Work order: Please copy the entries below word for word, keeping every line unchanged.

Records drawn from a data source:
━━━━━━
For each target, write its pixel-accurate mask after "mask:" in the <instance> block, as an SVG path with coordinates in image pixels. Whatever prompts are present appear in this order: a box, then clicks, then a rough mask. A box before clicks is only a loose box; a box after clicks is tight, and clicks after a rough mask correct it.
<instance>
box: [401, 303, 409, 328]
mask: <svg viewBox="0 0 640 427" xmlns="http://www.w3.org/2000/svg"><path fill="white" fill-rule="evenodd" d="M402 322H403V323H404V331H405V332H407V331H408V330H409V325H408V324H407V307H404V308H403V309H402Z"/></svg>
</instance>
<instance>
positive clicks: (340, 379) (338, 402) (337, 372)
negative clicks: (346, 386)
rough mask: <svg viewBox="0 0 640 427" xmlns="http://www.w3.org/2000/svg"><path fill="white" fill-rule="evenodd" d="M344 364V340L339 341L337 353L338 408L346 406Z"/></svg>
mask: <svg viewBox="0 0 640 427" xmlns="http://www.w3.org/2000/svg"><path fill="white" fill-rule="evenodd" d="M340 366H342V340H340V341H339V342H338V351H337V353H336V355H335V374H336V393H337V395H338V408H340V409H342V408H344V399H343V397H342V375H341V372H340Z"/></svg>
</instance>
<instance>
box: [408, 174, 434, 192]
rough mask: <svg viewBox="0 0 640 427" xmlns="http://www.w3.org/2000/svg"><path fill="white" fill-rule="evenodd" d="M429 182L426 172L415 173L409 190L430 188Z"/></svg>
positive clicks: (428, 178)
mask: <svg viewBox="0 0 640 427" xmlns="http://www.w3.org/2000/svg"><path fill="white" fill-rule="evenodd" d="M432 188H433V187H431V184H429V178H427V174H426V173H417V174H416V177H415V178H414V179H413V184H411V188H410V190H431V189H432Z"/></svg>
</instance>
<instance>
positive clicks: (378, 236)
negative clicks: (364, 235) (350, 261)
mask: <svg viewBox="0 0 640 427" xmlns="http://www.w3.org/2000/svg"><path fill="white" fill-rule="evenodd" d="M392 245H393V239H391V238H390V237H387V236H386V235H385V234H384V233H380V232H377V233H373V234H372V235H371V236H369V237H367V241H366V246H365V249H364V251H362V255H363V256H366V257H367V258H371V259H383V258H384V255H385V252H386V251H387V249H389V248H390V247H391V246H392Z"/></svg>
━━━━━━
Output of the task:
For each target, write its pixel-accurate mask after "mask:" in the <instance> block, as an SVG path with coordinates in image pixels. Whatever prompts are present appear in this order: a box, then clicks, then a rough mask. A box before clicks is only a loose box; a box after clicks is tight, and clicks after a rough mask correct it.
<instance>
box: [401, 303, 409, 328]
mask: <svg viewBox="0 0 640 427" xmlns="http://www.w3.org/2000/svg"><path fill="white" fill-rule="evenodd" d="M402 322H403V323H404V331H405V332H407V331H408V330H409V325H408V324H407V307H404V308H403V309H402Z"/></svg>
</instance>
<instance>
positive clicks: (340, 379) (338, 402) (337, 372)
negative clicks: (346, 386)
rough mask: <svg viewBox="0 0 640 427" xmlns="http://www.w3.org/2000/svg"><path fill="white" fill-rule="evenodd" d="M344 364V340L339 341L337 353L338 408L346 406Z"/></svg>
mask: <svg viewBox="0 0 640 427" xmlns="http://www.w3.org/2000/svg"><path fill="white" fill-rule="evenodd" d="M340 366H342V340H340V341H339V342H338V351H337V353H336V355H335V374H336V393H337V395H338V408H340V409H342V408H344V399H343V397H342V375H341V372H340Z"/></svg>
</instance>
<instance>
box: [408, 174, 434, 192]
rough mask: <svg viewBox="0 0 640 427" xmlns="http://www.w3.org/2000/svg"><path fill="white" fill-rule="evenodd" d="M429 182L426 172L415 173L409 190L430 188Z"/></svg>
positive clicks: (428, 178)
mask: <svg viewBox="0 0 640 427" xmlns="http://www.w3.org/2000/svg"><path fill="white" fill-rule="evenodd" d="M432 188H433V187H431V184H429V178H427V174H426V173H417V174H416V177H415V178H414V179H413V184H411V188H410V190H431V189H432Z"/></svg>
</instance>
<instance>
positive clicks: (378, 236)
negative clicks: (364, 235) (350, 261)
mask: <svg viewBox="0 0 640 427" xmlns="http://www.w3.org/2000/svg"><path fill="white" fill-rule="evenodd" d="M392 245H393V239H391V238H390V237H387V236H386V235H385V234H384V233H380V232H377V233H373V234H372V235H371V236H369V237H367V241H366V246H365V249H364V251H362V255H363V256H366V257H367V258H371V259H383V258H384V255H385V252H386V251H387V249H389V248H390V247H391V246H392Z"/></svg>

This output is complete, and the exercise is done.